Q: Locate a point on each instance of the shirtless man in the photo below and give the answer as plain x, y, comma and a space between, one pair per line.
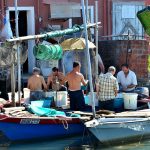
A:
55, 80
74, 79
36, 81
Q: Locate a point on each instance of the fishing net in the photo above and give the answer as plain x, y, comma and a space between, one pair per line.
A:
144, 17
8, 54
48, 52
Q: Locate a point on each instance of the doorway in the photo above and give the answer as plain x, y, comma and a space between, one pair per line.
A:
22, 26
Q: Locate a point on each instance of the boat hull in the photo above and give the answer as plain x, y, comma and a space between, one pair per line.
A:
16, 129
121, 130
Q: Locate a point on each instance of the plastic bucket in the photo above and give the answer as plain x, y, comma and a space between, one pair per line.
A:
118, 103
51, 93
88, 99
130, 100
26, 93
46, 103
16, 96
142, 90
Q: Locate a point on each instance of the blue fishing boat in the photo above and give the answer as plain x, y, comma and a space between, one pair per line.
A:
34, 127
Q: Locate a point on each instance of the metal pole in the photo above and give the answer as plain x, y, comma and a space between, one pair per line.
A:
96, 36
18, 51
88, 56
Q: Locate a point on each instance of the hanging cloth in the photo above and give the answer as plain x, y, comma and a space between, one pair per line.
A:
48, 52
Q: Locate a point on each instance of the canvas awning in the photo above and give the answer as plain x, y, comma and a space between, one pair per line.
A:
76, 44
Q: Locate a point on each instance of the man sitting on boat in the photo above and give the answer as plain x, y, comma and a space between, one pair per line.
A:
127, 79
36, 81
74, 79
55, 80
107, 88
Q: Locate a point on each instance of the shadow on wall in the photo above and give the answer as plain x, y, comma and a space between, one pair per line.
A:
113, 52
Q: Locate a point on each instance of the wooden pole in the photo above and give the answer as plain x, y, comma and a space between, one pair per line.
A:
96, 37
18, 51
31, 37
88, 55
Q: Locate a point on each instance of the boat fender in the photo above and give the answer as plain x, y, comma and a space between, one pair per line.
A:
92, 123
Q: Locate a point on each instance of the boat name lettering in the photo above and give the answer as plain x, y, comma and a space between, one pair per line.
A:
30, 121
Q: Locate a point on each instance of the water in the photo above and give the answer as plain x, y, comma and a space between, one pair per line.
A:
74, 143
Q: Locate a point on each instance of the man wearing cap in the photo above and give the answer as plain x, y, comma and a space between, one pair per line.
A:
36, 81
55, 80
107, 88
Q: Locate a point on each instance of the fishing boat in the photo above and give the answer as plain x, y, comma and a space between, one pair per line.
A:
121, 127
19, 125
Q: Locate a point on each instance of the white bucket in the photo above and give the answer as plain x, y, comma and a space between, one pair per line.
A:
88, 99
51, 93
145, 91
130, 100
26, 93
16, 96
61, 98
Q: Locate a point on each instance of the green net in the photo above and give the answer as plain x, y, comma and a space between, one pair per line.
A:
48, 52
144, 17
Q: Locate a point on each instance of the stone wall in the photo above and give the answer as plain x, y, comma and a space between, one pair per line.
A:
113, 52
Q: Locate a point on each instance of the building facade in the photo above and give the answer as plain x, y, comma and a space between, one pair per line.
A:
117, 17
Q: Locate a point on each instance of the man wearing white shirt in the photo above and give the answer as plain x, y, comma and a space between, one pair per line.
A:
127, 79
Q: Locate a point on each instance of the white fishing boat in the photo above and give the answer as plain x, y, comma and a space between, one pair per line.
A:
121, 127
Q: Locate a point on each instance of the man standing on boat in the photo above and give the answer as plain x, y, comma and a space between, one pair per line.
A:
107, 88
36, 81
74, 79
55, 80
127, 79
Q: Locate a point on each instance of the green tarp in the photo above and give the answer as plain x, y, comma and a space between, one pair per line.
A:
48, 52
144, 17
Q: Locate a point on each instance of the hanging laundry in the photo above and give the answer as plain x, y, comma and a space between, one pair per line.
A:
6, 32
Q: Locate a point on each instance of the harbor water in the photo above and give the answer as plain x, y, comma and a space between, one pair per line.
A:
74, 143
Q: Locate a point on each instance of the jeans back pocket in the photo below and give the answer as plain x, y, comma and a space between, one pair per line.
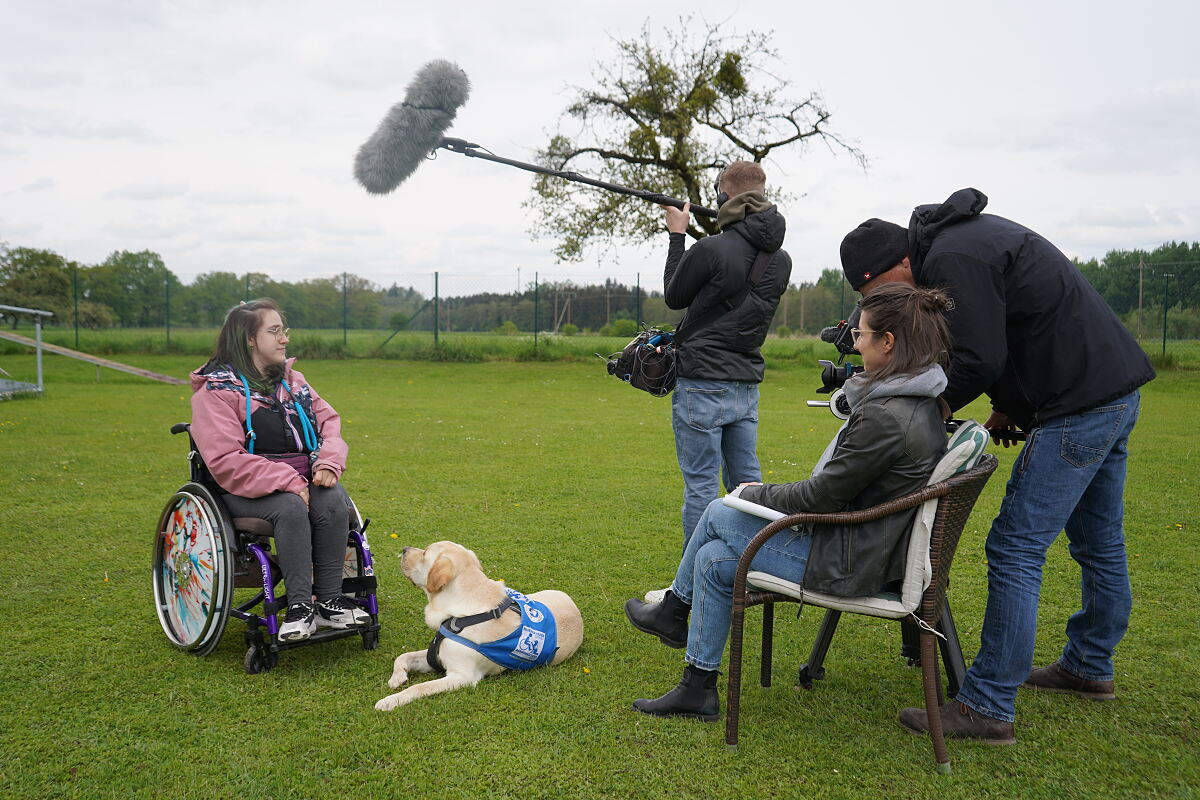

|---|

* **Goal**: Select every line of the listing above that contains the word "fishing" and copy each one out.

* **Expected answer**:
Q: Locate a point on each instance of the fishing net in the photo above and give the answer as plain x, y, comma and a space between, one pair per line.
Q: Locate a point on each instance of the blue fishing boat in the photo above and give the answer as plain x, y, comma and a space between, one pair per line.
Q: Locate a point on each instance of the fishing boat in the photo above and give the answer as plain x, y, comma and a space between, one pair per line.
Q: Locate a point on each instance of the white fishing boat in the photo above and give the answer as plain x, y, comma and a space between, one pair per line.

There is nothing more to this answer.